● **What is being asked**
Gather, from the listing beneath this task, every line holding the string "query".

● **Study material**
--- --- ---
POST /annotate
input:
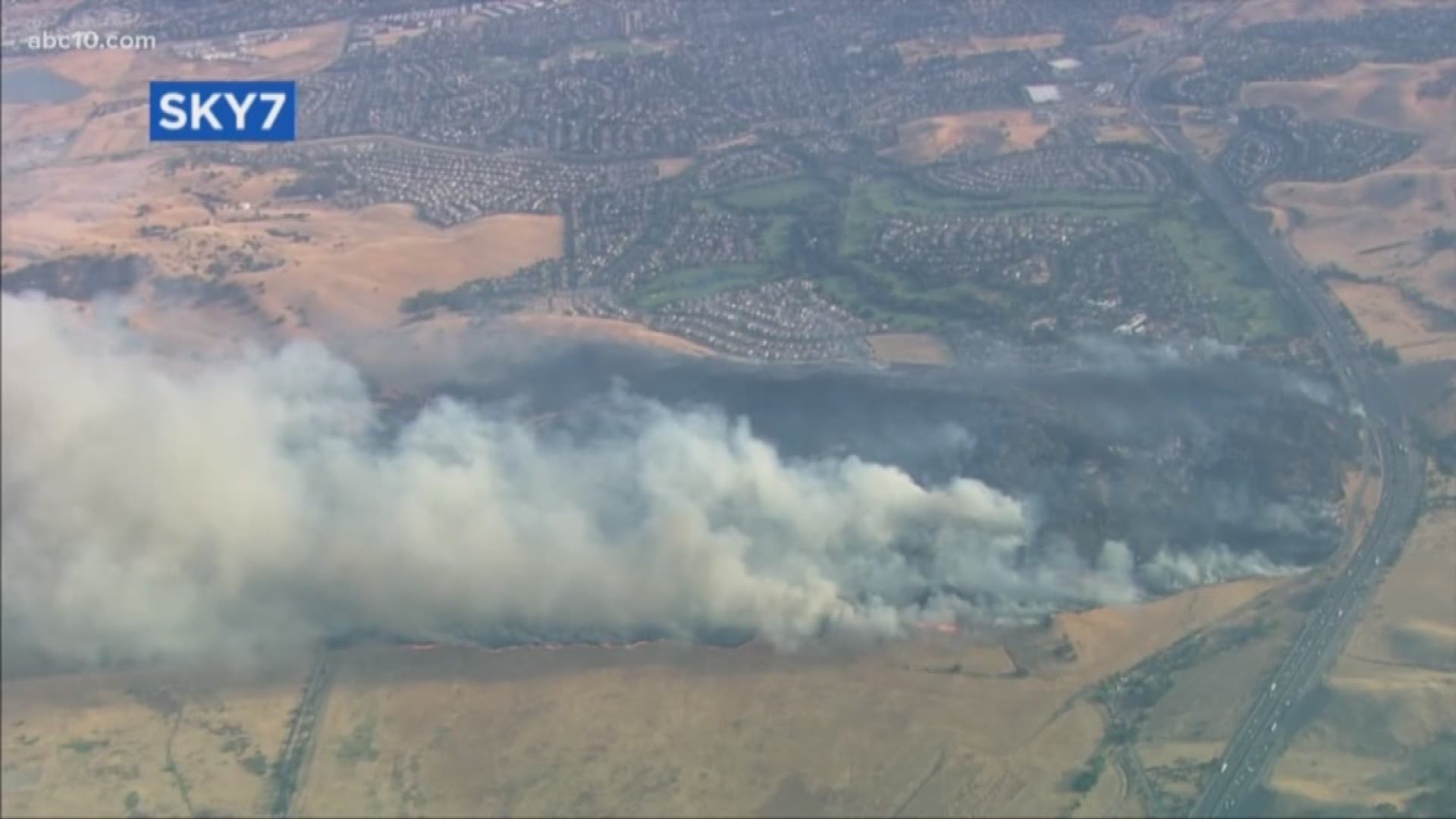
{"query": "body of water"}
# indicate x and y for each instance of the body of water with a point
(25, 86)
--- --- ---
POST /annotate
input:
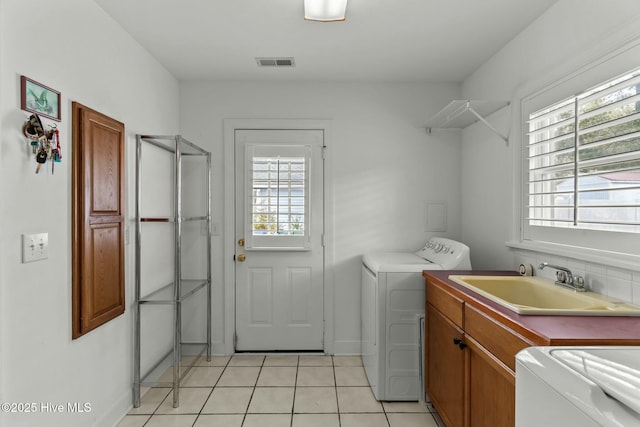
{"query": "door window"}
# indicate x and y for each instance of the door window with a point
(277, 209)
--- --- ---
● **Your response**
{"query": "body of water"}
{"query": "door window"}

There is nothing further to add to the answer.